__What you need to do__. Write the next part of the essay about a rainy walk from the Seattle Art Museum toward Pike Place Market, starting right after its final sentence.

__Reading text__.
====================

Having departed from Bainbridge Island a half hour earlier, the M/V Tacoma, a 460 foot ferry capable of carrying over 200 cars and 2000 passengers, is about to arrive in Seattle. I’m watching from the sidewalk next to the Four Seasons Hotel downtown, a few blocks from Pike Place Market.
It’s spitting rain out there. The sky is changeable today, morphing through rain and sun-break, and back to rain again. I don’t mind – it’s a nice departure from the blank, featureless grays that typify northwest winters. I’ve just been to the Seattle Art Museum and I’m headed to Pike Place for coffee at Le Panier, with a stop along the way to take in the view.
Looking at art can have the effect of making the most mundane objects around you look new. Museum and gallery walls expand to encompass the street, and everyday objects take on the guise of “art.” Recognizing patterns, color and form in new ways, you interact differently with the world. Neurologists might say this phenomenon is an opening up of neural pathways that, once activated, start to repeat themselves in grooved loops of pleasure. OK, that’s fuzzy science, but whatever the explanation, spending time with painting and sculpture can energize the way you look at the world.
No doubt many people would recognize the sculptural quality of this construction site near the waterfront, but after studying a beautiful steel and glass Christopher Wilmarth piece at the museum, I find the industrial duct work alive with formal possibilities.
Wilmarth, a minimalist sculptor who died in 1987, bent heavy sheets of roughly finished steel and thick slabs of plate glass like you might fold a piece of cardboard, juxtaposing their contrasting properties with apparent ease. His work caught my eye at a 1970 Whitney Museum sculpture exhibit – I still have the catalog. I’d forgotten about him, so it was exciting to see his sculpture commanding the floor in a museum show about Light and Space.

====================

__Extracted entries__.
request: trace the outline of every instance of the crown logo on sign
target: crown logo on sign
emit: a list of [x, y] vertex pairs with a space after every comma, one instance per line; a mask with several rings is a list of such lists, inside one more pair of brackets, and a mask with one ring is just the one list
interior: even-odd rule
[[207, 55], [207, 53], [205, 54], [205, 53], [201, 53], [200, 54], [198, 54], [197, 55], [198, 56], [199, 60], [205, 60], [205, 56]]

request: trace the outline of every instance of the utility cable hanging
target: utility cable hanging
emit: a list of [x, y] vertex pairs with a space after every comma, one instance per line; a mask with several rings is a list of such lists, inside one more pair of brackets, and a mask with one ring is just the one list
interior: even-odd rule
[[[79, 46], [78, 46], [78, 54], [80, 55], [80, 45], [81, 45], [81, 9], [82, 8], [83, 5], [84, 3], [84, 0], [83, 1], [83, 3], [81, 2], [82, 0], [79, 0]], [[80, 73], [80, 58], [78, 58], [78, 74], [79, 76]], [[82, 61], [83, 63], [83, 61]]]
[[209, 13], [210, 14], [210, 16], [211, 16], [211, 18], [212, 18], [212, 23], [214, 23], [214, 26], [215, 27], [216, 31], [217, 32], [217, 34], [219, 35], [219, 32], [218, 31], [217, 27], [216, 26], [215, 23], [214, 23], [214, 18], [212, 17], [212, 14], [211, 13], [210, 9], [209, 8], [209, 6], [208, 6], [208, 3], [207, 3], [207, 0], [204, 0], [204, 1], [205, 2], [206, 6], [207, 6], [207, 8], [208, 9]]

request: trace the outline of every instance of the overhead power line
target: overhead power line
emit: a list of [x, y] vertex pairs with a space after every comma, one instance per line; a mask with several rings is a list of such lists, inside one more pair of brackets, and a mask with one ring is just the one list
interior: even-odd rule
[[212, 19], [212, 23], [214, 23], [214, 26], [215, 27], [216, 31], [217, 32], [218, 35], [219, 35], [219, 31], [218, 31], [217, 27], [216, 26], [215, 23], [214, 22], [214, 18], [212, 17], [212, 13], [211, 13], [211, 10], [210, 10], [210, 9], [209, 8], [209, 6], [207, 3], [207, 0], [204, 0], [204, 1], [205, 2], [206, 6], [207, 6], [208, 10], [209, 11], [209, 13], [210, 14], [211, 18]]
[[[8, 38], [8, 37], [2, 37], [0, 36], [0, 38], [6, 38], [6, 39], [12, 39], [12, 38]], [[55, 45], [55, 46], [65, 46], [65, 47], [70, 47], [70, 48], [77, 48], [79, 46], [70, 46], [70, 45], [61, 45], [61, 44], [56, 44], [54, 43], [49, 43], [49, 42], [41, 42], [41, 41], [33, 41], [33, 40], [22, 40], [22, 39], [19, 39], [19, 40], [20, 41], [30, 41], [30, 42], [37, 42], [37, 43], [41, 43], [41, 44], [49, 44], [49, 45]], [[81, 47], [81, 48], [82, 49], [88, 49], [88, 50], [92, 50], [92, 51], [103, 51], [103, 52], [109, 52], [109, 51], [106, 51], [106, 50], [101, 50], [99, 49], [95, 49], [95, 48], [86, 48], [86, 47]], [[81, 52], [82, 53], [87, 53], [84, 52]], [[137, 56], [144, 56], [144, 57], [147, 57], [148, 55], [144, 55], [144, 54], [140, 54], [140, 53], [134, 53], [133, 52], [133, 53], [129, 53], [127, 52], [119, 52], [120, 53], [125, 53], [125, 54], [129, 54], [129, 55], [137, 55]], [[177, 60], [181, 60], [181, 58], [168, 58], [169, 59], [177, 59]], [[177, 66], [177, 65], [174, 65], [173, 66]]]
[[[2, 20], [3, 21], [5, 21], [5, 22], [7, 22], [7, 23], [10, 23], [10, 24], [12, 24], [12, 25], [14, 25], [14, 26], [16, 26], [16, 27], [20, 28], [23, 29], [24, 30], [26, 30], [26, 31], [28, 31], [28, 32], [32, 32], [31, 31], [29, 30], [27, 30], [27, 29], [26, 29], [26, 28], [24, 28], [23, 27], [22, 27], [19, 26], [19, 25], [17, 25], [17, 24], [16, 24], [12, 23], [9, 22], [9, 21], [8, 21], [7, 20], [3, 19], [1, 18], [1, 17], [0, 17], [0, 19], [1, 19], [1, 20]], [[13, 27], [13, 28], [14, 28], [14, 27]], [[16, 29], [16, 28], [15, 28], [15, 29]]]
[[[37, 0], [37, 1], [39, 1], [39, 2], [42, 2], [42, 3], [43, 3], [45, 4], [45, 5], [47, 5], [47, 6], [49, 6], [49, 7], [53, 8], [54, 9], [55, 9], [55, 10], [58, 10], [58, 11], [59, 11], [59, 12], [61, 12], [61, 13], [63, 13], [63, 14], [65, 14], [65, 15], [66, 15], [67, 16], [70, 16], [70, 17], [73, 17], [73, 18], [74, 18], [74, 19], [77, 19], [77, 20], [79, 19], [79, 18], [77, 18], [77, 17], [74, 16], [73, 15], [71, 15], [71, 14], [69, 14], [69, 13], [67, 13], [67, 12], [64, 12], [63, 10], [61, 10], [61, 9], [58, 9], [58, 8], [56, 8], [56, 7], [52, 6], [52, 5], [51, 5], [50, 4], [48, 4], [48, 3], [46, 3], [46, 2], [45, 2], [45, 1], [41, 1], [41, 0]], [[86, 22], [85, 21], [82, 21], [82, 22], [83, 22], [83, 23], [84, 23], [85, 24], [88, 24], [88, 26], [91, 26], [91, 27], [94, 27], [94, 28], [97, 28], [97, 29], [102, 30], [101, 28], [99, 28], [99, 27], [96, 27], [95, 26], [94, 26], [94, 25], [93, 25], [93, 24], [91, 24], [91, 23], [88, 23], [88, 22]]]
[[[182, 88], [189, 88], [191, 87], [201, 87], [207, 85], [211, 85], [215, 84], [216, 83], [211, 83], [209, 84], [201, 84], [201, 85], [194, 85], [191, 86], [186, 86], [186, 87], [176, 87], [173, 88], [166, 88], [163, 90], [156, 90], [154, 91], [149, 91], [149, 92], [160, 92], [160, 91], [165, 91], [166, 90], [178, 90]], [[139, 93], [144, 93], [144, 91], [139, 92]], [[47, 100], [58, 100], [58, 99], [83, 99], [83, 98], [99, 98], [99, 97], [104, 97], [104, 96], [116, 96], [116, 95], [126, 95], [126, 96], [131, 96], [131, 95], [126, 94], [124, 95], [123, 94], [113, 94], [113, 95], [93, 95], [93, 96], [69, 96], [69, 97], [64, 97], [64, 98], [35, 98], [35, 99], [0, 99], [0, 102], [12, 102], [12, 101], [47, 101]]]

====================

__Result below__.
Another work that stayed with me the rest of the day was a large white painting by an artist I wasn’t familiar with, Mary Corse. Her minimalist work, especially the all white painting series, doesn’t reproduce well, but it’s very intriguing to be around. Corse uses the tiny glass beads that make road signs reflective to lend a changeable quality to the light that hits and emanates from her paintings. As I walked around her paintings the surface shifted, a pleasant, meditative experience.
One painting brought to mind a Puget Sound fog, though she would reject that characterization. For her, the paintings don’t reference landscapes or anything else in the outer world. Rather, they’re perceptual tools to make us understand reality in a new way, generating “new meaning, or presence, or state of being.”
On to the market. The press of tourists is intense even in January, so we don’t dally too long. But yes, the espresso and baguette sandwich were great. Sorry you weren’t there!
One way to deal with the crowds is to go down an alley behind the buildings, across from the main market. It’s only slightly quieter, but at least I can admire the bulging brick walls and generous windows at the old buildings’ backs.
On the way home I take the camera out again when rain-slicked skies turn the street lights into compositions of intense, luscious color.

It’s been a departure for me today – no images of leaves or trees, buds or branches. A refreshing change of pace.
I love Puget Sound and the perfectly, perfect air.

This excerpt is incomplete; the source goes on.